Exercise directions:
Please restate exactly the lines of the data below, beginning with the line containing "so basically i need you to find the white flower" and ending with the last line.

Data extracts:
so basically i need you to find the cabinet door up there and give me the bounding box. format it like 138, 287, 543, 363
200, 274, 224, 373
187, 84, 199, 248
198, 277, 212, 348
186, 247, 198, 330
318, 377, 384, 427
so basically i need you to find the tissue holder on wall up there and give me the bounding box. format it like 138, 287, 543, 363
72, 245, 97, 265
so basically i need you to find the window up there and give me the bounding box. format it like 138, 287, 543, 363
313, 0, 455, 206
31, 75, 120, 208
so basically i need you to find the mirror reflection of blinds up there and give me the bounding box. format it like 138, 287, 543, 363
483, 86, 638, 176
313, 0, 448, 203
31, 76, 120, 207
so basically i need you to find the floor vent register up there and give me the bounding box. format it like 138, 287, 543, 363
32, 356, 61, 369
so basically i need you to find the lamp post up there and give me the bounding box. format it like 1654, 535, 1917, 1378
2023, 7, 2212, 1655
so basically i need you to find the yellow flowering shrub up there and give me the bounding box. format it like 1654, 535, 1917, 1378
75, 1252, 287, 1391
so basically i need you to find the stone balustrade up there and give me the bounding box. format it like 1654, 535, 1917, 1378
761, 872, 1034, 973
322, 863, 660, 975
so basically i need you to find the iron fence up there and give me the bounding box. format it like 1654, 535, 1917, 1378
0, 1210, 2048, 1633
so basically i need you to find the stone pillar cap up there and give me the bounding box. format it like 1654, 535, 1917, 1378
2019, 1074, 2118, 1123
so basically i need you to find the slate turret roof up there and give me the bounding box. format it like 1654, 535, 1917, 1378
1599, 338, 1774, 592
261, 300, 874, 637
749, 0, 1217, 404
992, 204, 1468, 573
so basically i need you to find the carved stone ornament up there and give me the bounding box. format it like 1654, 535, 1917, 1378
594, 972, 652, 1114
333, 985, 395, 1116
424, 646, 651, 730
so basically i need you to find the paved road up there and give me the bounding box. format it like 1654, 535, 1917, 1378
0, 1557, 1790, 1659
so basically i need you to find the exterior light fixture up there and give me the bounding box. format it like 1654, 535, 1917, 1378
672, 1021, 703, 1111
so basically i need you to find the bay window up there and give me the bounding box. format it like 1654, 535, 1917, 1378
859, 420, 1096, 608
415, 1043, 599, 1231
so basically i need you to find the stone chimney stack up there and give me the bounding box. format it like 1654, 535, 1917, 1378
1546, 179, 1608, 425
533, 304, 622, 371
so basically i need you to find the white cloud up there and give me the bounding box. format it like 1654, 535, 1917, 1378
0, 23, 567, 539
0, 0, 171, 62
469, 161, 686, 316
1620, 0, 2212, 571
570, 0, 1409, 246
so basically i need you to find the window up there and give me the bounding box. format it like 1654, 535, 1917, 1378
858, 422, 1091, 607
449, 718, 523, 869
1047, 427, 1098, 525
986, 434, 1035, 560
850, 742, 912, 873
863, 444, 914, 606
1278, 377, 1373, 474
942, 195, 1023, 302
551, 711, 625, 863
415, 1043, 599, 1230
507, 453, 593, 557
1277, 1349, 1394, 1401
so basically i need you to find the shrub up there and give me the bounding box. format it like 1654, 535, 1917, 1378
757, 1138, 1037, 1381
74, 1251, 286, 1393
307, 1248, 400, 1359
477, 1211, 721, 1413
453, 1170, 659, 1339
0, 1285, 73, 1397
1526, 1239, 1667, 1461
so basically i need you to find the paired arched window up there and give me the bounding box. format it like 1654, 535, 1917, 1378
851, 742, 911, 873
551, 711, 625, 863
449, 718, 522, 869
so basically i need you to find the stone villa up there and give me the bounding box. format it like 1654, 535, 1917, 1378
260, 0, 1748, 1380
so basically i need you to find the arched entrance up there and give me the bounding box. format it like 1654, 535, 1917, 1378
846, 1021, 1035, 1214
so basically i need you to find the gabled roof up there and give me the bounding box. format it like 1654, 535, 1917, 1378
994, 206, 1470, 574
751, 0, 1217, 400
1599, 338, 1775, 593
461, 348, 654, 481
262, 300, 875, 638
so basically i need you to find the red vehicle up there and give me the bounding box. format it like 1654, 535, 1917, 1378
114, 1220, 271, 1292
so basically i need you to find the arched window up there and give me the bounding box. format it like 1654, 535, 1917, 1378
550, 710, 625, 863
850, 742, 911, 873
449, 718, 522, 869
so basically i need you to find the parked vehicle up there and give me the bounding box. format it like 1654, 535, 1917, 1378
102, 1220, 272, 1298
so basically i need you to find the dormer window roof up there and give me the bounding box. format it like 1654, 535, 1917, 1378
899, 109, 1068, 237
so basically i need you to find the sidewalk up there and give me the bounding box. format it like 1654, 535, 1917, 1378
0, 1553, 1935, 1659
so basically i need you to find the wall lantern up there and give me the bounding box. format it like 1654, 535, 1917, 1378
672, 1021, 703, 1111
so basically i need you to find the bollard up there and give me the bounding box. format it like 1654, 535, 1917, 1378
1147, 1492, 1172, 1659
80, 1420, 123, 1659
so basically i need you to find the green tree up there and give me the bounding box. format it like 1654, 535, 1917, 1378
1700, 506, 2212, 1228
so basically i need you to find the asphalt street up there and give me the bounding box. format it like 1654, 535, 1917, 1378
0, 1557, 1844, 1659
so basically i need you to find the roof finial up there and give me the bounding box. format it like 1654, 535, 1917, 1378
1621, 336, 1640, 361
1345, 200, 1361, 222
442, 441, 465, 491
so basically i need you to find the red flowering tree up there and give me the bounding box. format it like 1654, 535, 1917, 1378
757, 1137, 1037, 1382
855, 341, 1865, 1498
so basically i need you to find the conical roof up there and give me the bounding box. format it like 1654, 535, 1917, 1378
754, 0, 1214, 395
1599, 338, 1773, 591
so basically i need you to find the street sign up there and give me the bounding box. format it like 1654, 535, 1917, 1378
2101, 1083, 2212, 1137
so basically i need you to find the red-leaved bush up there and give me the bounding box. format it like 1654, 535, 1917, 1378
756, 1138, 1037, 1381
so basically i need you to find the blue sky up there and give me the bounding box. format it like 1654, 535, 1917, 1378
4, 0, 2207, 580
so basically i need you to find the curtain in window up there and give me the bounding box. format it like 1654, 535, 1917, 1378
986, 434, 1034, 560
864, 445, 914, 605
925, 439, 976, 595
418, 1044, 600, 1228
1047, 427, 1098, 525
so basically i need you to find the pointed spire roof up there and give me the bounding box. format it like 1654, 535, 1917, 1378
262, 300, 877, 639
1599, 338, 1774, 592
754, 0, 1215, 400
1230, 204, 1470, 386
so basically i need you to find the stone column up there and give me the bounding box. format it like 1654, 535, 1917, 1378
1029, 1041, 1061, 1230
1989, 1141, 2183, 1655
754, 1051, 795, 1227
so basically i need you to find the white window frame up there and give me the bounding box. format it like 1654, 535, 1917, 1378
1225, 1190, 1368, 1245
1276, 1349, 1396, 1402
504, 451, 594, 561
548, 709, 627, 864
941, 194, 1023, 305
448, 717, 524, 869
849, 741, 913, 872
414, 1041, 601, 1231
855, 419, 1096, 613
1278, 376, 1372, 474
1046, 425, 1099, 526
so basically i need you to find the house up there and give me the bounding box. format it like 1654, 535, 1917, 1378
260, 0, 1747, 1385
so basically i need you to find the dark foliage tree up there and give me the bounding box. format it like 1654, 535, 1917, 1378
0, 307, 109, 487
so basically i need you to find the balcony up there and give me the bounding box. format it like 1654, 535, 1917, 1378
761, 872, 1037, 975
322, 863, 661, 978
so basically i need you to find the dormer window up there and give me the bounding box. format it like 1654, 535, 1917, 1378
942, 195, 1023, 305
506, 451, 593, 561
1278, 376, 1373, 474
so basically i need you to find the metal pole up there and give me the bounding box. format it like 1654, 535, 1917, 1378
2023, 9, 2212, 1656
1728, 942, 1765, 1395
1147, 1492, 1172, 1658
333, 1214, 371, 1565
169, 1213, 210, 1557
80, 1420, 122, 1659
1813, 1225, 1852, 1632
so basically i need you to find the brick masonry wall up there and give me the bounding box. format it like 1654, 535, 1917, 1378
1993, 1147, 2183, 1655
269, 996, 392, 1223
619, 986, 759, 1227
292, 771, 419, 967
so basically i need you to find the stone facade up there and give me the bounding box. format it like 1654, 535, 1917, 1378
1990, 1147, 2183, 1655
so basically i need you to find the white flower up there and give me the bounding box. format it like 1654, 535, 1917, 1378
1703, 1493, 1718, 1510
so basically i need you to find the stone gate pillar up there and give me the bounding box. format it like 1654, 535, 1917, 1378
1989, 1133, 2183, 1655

Exercise solution:
so basically i need you to find the white flower up there and give me the bounding box. format it like 1654, 535, 1917, 1378
1703, 1493, 1718, 1510
so basically i need you to find the stone gate pillar up there and give me the bounding box. format it like 1654, 535, 1917, 1378
1989, 1133, 2183, 1655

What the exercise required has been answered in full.